Box-labeled dataset extracts:
• • • •

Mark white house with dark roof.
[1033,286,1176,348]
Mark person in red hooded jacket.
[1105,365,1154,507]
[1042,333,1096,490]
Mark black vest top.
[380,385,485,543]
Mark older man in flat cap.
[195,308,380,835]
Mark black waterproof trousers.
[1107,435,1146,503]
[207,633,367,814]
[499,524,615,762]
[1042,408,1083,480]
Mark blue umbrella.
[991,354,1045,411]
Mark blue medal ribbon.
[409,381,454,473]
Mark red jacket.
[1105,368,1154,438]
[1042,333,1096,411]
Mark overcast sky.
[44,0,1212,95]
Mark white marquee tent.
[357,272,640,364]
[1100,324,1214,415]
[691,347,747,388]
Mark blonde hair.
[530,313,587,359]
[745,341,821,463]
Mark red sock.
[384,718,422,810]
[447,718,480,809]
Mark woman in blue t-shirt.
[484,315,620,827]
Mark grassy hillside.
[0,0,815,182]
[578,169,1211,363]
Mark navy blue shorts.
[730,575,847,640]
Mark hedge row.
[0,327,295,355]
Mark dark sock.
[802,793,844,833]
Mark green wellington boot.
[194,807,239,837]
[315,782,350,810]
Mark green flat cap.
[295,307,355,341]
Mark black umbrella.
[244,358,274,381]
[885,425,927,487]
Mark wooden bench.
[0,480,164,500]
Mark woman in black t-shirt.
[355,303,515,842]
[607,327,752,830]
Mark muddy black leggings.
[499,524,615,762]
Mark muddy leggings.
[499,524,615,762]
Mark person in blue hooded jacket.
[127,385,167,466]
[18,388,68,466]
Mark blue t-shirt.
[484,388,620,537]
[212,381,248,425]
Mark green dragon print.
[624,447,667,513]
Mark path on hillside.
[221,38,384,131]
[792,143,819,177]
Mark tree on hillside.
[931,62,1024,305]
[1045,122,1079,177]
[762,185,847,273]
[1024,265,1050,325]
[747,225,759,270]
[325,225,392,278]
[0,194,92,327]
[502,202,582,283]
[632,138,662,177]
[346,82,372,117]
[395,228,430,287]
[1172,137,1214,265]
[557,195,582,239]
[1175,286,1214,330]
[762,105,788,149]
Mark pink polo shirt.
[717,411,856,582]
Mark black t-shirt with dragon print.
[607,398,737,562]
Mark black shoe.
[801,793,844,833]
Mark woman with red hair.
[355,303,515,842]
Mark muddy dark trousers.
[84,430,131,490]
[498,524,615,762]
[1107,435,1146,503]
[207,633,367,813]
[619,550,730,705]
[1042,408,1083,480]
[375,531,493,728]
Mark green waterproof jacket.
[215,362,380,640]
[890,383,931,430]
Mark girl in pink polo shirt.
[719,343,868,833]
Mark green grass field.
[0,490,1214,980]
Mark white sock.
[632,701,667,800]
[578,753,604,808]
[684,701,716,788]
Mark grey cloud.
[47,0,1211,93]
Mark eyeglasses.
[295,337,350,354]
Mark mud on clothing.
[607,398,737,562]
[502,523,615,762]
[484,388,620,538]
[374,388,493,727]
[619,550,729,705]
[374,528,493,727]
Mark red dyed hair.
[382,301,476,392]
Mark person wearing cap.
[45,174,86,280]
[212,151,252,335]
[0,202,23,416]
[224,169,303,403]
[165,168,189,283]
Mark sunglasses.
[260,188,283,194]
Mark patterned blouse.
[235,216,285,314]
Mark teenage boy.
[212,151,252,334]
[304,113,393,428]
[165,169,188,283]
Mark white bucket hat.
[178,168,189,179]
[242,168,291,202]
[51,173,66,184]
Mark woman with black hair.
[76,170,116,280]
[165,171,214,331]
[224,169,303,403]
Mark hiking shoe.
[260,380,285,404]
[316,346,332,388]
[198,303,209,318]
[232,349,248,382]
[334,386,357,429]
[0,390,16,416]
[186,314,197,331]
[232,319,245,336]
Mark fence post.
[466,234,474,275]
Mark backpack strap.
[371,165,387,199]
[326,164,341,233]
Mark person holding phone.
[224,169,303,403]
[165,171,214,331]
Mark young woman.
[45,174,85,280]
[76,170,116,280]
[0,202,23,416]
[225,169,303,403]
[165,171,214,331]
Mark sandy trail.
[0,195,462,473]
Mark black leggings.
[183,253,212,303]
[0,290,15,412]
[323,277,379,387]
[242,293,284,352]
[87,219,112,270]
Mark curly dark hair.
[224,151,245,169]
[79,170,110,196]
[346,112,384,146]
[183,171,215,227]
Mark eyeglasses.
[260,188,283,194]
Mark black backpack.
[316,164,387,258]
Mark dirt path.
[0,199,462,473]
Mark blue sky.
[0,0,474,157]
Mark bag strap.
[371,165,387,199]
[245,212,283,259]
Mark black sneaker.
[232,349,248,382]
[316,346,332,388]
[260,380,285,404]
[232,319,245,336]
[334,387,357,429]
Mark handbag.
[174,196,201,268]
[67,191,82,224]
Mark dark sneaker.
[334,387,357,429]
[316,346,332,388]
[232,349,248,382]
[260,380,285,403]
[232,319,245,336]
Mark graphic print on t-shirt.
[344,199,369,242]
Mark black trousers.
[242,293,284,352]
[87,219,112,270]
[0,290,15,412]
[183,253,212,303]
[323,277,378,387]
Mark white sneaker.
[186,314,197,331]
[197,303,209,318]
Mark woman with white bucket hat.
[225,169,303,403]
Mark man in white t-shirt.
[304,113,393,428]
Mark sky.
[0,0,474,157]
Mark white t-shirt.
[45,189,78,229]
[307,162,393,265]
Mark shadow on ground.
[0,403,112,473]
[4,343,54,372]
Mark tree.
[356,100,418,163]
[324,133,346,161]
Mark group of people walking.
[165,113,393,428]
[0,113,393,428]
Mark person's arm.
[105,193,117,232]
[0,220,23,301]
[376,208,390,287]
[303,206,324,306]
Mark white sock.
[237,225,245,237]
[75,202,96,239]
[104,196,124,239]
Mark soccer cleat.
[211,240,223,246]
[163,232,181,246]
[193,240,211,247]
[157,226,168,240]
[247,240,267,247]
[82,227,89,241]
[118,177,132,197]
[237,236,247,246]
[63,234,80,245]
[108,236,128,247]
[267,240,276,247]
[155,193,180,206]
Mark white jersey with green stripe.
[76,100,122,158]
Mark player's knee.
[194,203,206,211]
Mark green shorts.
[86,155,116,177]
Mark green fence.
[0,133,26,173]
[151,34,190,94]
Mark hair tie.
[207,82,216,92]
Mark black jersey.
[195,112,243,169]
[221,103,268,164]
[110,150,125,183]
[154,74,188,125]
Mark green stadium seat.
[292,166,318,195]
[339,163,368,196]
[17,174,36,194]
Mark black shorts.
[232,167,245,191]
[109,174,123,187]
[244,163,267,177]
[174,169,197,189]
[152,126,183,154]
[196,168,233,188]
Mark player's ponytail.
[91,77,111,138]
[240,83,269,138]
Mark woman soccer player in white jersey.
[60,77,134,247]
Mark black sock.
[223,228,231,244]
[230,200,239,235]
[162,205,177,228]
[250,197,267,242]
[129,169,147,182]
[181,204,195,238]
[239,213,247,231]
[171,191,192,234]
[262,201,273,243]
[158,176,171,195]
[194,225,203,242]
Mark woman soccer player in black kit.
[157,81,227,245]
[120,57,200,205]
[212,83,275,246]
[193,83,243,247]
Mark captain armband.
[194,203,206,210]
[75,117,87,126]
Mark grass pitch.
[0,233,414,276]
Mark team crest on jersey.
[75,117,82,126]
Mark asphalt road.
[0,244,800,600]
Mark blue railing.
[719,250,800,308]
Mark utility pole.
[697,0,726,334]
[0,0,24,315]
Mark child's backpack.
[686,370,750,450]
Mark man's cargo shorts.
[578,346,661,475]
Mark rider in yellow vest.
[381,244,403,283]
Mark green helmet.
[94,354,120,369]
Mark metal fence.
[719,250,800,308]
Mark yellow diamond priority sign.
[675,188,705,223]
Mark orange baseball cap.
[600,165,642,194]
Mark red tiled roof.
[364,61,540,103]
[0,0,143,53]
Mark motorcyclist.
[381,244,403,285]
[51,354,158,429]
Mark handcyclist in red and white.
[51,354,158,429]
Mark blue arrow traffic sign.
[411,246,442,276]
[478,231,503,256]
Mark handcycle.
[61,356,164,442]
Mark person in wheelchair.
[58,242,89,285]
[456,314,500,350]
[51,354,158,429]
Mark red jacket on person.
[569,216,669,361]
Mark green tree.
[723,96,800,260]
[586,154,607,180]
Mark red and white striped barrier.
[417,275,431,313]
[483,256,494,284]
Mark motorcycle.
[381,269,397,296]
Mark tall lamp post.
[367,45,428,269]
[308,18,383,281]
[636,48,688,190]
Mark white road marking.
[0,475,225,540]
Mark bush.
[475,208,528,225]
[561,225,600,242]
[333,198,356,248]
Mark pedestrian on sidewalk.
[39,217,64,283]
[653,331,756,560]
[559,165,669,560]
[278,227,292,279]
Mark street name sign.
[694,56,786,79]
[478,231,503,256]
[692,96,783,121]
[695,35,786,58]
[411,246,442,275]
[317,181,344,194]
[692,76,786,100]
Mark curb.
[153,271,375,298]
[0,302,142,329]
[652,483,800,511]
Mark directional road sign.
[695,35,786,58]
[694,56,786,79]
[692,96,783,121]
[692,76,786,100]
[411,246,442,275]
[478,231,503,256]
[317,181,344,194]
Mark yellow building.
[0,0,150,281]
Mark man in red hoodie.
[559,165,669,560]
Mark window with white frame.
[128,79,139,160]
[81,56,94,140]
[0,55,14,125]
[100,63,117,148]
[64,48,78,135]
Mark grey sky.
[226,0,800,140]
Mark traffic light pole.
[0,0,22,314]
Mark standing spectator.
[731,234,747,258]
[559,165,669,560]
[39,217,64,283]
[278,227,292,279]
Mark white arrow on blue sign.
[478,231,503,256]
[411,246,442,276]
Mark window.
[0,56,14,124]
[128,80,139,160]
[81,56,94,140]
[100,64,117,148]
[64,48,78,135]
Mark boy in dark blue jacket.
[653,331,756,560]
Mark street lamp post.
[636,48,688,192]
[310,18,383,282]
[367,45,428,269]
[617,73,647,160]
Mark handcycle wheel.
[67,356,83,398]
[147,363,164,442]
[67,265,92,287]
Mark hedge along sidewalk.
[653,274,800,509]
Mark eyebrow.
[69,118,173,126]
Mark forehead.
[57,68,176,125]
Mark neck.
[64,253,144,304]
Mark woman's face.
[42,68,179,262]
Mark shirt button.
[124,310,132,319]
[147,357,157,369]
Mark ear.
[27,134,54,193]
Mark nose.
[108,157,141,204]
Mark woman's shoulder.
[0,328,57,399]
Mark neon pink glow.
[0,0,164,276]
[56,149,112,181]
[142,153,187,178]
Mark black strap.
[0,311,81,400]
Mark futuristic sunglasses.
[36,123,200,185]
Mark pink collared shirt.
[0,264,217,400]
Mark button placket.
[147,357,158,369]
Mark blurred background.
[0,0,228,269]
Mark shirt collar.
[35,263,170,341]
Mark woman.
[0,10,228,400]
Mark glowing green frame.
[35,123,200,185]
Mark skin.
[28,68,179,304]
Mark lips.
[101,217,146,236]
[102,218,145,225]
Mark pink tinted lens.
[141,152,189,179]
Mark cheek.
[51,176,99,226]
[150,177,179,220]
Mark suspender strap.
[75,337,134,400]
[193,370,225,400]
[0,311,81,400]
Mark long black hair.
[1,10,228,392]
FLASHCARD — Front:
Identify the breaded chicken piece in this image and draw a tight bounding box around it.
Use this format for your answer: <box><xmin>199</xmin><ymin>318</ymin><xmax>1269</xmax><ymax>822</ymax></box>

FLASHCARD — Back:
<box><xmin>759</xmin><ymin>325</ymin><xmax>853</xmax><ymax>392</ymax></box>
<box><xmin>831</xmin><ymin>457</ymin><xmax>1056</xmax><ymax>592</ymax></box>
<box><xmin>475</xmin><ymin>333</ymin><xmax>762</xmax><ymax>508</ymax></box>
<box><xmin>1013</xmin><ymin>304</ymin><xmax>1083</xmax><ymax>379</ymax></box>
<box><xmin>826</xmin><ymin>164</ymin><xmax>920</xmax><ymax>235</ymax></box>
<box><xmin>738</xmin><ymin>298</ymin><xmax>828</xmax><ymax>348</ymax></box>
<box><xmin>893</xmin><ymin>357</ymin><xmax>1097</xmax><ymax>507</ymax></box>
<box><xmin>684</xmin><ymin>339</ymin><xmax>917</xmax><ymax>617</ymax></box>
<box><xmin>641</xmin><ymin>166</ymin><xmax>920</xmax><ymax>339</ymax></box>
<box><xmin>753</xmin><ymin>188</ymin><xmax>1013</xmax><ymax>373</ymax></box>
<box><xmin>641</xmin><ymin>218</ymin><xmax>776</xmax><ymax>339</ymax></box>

• • • •

→ **Work to be completed**
Return the lines starting with the one containing "Mark hedge along sidewalk." and continuing through the one containing "[0,328,57,399]", copied without any changes.

→ **Exercise solution**
Mark hedge along sidewalk.
[653,274,800,509]
Mark eyebrow.
[69,118,173,126]
Mark forehead.
[57,68,176,125]
Mark neck.
[64,253,144,304]
Mark woman's face.
[42,68,179,262]
Mark shirt button.
[124,310,132,319]
[147,357,157,369]
Mark ear.
[27,134,54,193]
Mark nose.
[108,157,141,204]
Mark woman's shoulder.
[0,328,57,399]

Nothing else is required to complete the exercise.